**Supplied material**
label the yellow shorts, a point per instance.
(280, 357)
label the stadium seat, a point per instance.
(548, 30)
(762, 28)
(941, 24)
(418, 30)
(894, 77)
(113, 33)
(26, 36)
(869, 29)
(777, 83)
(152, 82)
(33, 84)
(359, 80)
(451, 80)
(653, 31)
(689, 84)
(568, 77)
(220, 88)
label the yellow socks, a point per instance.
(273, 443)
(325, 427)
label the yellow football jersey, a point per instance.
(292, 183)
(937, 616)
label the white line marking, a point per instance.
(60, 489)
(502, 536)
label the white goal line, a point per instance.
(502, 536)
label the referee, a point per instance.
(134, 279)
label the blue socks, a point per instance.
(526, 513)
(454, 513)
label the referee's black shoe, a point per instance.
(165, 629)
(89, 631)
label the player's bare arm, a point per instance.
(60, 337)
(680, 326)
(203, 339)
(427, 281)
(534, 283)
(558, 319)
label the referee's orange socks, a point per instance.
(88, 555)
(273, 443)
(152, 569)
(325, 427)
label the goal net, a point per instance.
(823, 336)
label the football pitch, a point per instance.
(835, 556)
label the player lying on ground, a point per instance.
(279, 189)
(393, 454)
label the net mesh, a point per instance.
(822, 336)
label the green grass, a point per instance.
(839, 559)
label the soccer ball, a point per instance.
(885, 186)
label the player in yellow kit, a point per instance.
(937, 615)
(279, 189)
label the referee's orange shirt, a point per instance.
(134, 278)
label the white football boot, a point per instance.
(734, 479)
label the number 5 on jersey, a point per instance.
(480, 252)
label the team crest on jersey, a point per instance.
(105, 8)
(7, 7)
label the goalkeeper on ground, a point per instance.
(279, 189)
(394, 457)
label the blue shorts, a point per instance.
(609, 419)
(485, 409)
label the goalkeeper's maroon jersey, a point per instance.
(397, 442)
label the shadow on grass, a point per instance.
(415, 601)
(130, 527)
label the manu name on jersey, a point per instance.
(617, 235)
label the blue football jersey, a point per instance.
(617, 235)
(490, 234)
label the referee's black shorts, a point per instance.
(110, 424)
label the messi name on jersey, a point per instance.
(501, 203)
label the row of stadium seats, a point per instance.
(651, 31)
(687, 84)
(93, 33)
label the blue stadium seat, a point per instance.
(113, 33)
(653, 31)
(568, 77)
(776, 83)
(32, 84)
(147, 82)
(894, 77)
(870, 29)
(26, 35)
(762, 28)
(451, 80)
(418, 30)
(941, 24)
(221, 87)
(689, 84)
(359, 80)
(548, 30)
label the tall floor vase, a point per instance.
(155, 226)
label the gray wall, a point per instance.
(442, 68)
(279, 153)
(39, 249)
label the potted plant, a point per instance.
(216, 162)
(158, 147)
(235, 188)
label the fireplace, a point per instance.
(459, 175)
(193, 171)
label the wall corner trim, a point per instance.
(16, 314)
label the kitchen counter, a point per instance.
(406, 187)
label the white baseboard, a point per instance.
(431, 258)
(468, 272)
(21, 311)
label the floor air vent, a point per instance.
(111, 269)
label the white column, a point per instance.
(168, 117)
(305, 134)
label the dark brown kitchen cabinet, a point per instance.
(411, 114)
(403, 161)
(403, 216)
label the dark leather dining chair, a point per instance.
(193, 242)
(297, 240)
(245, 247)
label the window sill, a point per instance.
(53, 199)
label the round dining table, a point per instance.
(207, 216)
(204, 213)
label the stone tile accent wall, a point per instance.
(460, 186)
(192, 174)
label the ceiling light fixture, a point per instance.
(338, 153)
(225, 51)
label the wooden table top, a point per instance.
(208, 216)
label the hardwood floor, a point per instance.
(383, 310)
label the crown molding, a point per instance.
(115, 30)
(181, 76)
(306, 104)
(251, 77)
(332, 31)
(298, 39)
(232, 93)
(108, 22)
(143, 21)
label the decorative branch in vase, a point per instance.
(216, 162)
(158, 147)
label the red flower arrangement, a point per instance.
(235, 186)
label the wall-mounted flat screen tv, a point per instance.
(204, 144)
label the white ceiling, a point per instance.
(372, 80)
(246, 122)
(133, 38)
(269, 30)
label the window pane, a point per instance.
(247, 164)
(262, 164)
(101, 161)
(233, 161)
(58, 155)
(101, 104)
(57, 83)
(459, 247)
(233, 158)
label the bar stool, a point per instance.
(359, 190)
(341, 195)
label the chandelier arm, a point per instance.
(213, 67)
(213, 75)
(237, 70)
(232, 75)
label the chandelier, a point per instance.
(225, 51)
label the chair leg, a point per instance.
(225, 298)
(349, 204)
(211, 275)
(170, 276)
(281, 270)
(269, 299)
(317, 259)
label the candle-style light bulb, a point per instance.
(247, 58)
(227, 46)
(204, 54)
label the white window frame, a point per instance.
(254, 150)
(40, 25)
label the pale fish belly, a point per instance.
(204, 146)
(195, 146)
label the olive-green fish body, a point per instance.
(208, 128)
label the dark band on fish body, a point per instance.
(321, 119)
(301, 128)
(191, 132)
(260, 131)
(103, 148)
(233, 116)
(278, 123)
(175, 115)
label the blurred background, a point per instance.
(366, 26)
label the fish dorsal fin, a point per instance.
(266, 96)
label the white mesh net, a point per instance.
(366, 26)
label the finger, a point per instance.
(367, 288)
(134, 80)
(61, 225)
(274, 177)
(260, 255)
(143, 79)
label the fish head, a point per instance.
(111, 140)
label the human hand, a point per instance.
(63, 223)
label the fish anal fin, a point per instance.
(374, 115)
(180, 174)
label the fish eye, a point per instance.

**Work to be completed**
Retype the records word for word, beginning with the line that contains "label the white window" and continuing through the final line of the records.

**Answer to this problem**
label the white window frame, a point per instance.
(254, 150)
(40, 25)
label the pale fish belly, a point per instance.
(204, 146)
(195, 146)
label the olive-green fish body, a point per instance.
(208, 128)
label the dark band on fish body, a point per instance.
(321, 119)
(301, 128)
(191, 132)
(260, 131)
(103, 148)
(233, 116)
(278, 123)
(175, 115)
label the blurred background, a point per instance.
(366, 26)
label the fish dorsal fin, a point per instance.
(266, 96)
label the white mesh net, a point per instance.
(366, 26)
label the finger, a point per instance.
(367, 288)
(134, 80)
(61, 225)
(274, 177)
(260, 255)
(143, 79)
label the fish head, a point per instance.
(111, 140)
label the human hand, a point per instance.
(63, 223)
label the fish anal fin, a point per instance.
(374, 115)
(180, 174)
label the fish eye, a point per instance.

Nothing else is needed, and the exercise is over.